◆ What the task requires: Copy the items from the line with "Expected output: a single point for each instance of the brass" through the last line of the items, putting "tan" in place of "beige" and changing nothing else.

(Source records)
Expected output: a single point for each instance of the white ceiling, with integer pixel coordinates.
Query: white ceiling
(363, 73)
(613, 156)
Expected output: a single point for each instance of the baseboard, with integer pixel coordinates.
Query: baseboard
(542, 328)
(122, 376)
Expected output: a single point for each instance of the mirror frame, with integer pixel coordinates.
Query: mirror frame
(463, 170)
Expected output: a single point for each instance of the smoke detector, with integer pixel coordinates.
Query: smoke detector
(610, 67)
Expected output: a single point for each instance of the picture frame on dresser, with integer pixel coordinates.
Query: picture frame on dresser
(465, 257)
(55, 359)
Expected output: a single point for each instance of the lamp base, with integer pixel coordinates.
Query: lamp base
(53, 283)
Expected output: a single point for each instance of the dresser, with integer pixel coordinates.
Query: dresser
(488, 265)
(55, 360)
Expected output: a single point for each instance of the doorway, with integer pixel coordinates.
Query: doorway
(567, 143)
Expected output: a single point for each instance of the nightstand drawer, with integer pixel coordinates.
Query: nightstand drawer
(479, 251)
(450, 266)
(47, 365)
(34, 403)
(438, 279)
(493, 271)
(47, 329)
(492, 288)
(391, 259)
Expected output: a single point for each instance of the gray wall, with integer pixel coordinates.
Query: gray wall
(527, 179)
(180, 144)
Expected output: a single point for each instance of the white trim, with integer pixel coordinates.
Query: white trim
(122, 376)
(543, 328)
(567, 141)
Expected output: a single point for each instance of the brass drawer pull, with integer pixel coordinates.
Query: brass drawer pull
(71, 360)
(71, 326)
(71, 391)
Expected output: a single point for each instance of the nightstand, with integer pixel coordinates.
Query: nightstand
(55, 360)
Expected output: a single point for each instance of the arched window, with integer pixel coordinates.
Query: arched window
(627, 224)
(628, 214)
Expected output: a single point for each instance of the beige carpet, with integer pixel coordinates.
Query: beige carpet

◆ Written answer:
Expected output: a single point for each instance of the brass drawer pull, with integer pixel coordinates.
Query: brass drawer pull
(71, 360)
(71, 326)
(71, 391)
Expected output: a single point for each instance of the nightstand, with integer pixel coordinates.
Query: nightstand
(55, 360)
Expected output: a single point for each instance of the arched window, with integer pixel coordinates.
Query: arched window
(627, 224)
(628, 214)
Expected output: a single point for each instance of the tan carpet, with integer pixel coordinates.
Query: tan carpet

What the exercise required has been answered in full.